**Task input:**

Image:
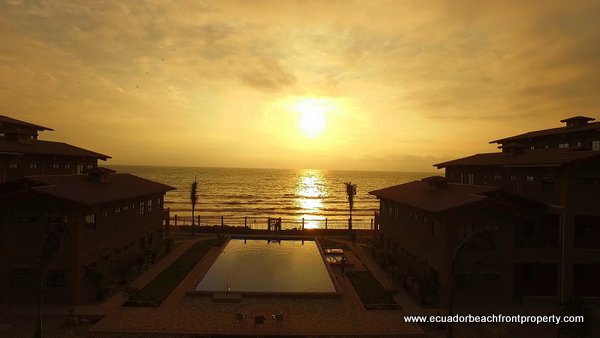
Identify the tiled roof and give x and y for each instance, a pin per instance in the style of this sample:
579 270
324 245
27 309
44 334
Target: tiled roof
551 131
541 158
420 194
47 148
6 119
83 190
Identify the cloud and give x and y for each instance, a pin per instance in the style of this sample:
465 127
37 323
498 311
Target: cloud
468 68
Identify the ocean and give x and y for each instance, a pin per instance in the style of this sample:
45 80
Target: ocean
250 196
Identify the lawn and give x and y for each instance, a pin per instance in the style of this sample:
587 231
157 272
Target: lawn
371 293
162 285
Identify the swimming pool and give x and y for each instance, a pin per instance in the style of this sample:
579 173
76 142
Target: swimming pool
253 265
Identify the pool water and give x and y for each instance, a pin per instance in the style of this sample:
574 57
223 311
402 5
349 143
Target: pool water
287 266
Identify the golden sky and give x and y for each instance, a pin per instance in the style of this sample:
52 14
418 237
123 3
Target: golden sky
380 85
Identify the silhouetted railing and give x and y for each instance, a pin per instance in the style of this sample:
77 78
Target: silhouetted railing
270 223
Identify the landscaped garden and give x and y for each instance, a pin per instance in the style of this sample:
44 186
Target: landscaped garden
157 290
371 293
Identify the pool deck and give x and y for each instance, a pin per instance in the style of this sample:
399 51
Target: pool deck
182 314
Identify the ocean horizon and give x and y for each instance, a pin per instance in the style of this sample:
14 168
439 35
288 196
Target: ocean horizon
293 194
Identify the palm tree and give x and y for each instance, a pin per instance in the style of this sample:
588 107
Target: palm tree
350 192
51 246
194 200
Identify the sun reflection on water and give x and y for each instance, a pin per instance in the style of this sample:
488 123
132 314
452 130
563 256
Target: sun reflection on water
310 192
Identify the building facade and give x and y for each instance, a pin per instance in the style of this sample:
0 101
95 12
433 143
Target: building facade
551 244
107 221
23 154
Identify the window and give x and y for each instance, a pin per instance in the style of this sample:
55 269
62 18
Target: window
435 229
464 282
23 277
55 278
27 219
528 229
90 221
585 180
547 184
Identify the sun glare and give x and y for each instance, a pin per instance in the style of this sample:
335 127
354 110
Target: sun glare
312 115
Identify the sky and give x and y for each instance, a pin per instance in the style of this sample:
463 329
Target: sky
362 85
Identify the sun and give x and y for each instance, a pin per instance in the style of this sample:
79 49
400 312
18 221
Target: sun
312 115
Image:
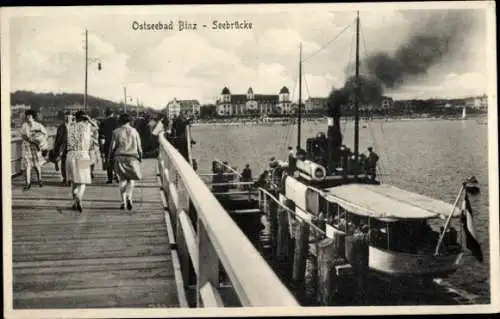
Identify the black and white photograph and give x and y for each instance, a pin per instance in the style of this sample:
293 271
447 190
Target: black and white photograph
250 159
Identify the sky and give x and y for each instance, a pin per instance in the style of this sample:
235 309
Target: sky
47 52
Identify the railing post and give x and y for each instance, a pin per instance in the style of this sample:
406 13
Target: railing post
284 240
208 265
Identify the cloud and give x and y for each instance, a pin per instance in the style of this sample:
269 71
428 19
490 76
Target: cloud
47 54
285 41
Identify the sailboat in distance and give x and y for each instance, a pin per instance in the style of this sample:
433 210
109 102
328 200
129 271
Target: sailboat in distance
410 235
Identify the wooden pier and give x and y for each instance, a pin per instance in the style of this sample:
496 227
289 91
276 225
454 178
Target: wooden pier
167 252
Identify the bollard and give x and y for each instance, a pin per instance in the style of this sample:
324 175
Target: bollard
357 251
300 254
283 236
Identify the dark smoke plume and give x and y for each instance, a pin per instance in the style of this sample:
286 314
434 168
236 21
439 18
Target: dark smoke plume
436 36
370 93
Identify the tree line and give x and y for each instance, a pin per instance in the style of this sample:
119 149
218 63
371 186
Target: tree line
59 101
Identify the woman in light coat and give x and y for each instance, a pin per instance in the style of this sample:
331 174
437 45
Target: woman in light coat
78 159
34 137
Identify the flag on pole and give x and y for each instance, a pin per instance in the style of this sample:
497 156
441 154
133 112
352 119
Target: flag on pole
472 185
472 241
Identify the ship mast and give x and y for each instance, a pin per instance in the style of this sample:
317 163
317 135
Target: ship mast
299 118
356 95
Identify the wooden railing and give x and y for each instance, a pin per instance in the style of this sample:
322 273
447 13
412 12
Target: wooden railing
206 238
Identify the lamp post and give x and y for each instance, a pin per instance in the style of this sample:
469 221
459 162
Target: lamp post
87 60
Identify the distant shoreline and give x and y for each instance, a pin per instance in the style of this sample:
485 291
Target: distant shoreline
290 121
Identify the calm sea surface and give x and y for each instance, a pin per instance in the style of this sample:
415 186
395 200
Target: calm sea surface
430 157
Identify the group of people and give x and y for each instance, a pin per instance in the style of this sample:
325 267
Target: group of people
175 131
79 144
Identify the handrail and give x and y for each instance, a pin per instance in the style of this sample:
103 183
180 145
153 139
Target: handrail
189 146
257 285
230 168
16 155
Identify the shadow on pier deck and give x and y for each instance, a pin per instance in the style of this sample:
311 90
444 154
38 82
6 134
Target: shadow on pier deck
104 257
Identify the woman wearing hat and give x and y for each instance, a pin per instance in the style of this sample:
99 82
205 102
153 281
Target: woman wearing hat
78 158
34 135
126 153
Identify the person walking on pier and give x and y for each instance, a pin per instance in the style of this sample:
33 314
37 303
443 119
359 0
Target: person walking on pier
32 132
95 152
126 153
371 163
78 157
60 149
106 131
246 176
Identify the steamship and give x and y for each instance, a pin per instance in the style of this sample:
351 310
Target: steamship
409 235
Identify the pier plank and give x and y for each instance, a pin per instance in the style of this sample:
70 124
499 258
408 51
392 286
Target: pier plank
104 257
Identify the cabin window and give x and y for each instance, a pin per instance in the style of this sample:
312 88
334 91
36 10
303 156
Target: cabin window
379 233
312 201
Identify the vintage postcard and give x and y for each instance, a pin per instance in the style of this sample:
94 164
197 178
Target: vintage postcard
250 160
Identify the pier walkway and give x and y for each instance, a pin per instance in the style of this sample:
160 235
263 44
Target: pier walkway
169 251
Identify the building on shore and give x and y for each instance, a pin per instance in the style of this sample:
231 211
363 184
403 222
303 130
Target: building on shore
17 114
477 102
315 104
251 104
190 108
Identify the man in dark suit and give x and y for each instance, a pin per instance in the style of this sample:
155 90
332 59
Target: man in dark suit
61 144
105 133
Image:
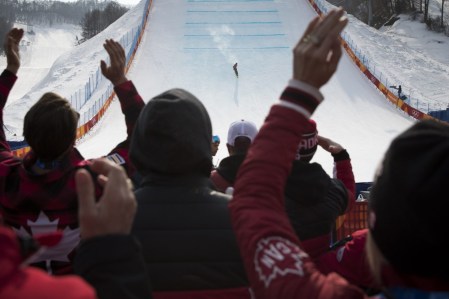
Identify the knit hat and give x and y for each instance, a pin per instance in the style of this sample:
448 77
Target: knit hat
241 128
172 136
309 143
409 205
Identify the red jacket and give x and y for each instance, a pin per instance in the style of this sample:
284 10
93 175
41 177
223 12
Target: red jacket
276 265
18 282
44 203
275 262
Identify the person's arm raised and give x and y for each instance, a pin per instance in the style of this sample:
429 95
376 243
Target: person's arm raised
343 167
130 100
276 265
7 80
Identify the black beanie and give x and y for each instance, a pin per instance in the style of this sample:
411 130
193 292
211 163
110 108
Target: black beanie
172 136
409 201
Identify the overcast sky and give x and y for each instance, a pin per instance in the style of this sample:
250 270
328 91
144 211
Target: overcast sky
124 2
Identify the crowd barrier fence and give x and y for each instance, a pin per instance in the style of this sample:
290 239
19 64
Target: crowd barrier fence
89 118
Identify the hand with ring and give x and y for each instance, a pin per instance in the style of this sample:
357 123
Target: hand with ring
316 56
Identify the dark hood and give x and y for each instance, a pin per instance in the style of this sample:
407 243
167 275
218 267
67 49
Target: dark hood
307 184
172 136
229 167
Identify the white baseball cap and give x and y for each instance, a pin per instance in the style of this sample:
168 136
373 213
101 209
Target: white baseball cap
241 128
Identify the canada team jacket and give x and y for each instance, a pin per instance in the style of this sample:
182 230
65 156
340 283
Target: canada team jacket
275 262
33 204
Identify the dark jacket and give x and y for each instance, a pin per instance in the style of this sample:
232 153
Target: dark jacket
33 203
183 225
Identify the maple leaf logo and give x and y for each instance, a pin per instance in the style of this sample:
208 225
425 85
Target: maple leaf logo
276 256
60 252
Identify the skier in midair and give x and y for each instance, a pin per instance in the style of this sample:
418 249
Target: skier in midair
235 70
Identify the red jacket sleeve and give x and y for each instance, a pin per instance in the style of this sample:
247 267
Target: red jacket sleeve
7 80
131 104
276 265
349 261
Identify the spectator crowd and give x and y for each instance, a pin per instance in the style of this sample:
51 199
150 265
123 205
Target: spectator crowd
154 218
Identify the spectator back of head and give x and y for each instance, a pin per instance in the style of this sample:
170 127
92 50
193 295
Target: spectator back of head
309 143
50 126
408 201
173 136
240 136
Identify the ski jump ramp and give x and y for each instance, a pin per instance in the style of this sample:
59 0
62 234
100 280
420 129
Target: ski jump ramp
193 44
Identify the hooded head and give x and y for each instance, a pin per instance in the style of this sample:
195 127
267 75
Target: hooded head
408 201
50 126
172 136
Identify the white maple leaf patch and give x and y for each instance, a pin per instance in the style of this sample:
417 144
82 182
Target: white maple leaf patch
43 225
276 257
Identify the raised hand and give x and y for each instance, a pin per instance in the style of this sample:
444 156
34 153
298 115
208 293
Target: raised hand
329 145
116 71
114 212
11 47
316 56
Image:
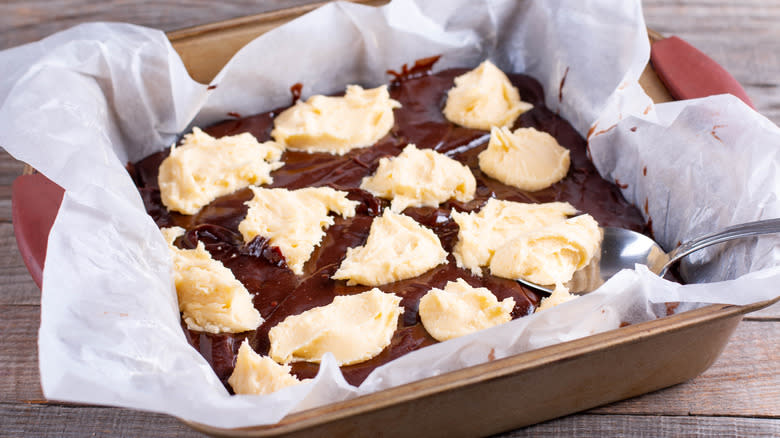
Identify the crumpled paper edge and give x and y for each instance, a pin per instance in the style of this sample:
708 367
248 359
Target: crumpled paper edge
93 392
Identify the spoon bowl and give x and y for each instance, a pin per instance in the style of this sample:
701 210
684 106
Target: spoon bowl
623 249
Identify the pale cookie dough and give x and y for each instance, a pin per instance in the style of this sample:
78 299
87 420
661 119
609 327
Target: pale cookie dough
337 124
420 177
397 248
203 168
558 296
461 309
294 220
255 374
482 233
484 98
549 255
354 328
527 159
210 297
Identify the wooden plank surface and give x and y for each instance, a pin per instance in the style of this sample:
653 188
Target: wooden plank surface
738 396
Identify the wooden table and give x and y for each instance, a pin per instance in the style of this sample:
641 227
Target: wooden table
738 395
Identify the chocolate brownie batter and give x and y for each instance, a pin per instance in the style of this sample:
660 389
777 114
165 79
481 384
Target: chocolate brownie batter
279 293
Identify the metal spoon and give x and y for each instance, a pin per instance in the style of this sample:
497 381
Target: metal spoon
622 249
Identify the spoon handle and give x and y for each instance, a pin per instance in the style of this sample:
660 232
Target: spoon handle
743 230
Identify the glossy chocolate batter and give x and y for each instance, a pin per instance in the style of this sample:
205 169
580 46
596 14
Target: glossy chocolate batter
279 293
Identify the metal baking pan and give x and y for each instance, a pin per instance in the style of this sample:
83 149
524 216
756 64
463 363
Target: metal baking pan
496 396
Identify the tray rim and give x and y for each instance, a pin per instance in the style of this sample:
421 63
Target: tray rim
474 374
496 369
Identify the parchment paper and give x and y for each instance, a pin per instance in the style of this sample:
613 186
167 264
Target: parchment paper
80 104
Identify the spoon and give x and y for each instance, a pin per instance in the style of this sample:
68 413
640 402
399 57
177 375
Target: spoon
622 249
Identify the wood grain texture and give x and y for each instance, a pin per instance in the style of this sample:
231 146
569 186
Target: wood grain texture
738 396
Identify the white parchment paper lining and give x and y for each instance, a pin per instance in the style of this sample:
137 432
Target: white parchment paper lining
80 104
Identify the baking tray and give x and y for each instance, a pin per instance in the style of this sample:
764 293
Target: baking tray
493 397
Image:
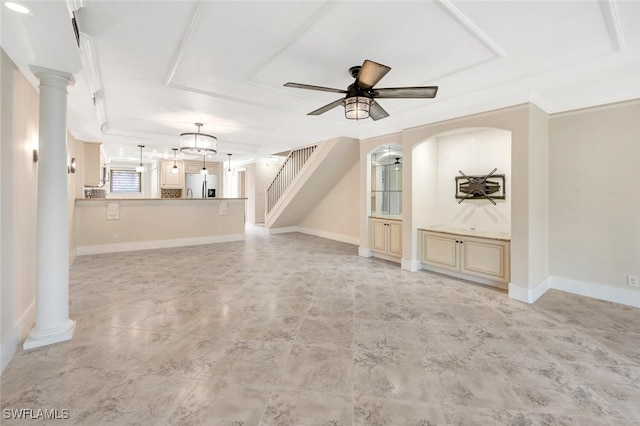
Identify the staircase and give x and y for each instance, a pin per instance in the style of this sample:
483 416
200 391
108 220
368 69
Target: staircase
287 173
305 177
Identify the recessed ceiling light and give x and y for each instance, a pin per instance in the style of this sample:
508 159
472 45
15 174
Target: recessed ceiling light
20 8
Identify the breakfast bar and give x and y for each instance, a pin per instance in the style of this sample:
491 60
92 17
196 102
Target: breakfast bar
107 225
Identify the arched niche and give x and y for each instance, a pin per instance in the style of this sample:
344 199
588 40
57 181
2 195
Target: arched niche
385 180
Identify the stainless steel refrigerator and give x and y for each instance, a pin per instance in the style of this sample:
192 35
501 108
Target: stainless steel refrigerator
201 186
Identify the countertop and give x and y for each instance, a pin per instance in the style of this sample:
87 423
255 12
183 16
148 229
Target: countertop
93 201
386 216
494 235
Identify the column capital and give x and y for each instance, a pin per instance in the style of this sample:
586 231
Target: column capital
52 77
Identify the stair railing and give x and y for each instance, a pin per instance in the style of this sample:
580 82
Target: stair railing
286 174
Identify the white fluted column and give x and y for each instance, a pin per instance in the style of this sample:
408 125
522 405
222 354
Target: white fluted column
52 256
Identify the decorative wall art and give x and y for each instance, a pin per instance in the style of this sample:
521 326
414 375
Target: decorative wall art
477 187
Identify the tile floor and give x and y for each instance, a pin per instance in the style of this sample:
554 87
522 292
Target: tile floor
292 329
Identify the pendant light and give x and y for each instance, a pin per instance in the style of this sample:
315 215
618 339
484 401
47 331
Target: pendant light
204 170
198 143
229 169
175 170
140 167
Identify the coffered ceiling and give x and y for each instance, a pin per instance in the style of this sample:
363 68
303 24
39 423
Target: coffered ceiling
157 67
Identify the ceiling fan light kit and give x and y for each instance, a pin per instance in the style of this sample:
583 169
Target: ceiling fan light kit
357 107
198 143
359 100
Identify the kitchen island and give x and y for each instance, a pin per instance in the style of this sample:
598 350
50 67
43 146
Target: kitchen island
105 225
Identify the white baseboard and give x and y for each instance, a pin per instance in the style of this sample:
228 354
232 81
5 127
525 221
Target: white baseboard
281 230
410 265
529 295
364 252
621 295
330 235
157 244
19 330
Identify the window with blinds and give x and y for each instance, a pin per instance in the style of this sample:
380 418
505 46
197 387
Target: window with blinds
125 181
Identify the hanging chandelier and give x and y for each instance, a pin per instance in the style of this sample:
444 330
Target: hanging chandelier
198 143
175 169
140 167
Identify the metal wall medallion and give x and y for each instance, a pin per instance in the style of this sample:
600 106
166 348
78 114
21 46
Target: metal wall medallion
477 187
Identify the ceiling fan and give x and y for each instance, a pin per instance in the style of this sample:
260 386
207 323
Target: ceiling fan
359 100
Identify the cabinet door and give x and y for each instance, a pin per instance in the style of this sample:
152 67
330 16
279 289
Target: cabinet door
395 237
440 250
378 235
170 180
486 258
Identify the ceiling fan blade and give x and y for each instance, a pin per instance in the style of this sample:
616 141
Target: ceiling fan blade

**What is being asked:** Copy out exactly the lines from the line with "Identify the ceiling fan and" to the end of the listing, including both of those lines, and give nothing else.

**Correct result:**
Identify the ceiling fan and give x and y for each instance, a pin per instance in the style of this sample:
260 386
207 323
Target: ceiling fan
359 100
Identify the cabinet door and give x and y for each instance, a pin per instance in the style of this sample:
152 67
330 16
279 289
Target: cabinet door
395 237
440 250
378 235
170 180
486 258
Identify the ceiling fan blade and give x and y for each instance, a pin per instance in the style of this sample:
616 141
Target: ceiling fan blade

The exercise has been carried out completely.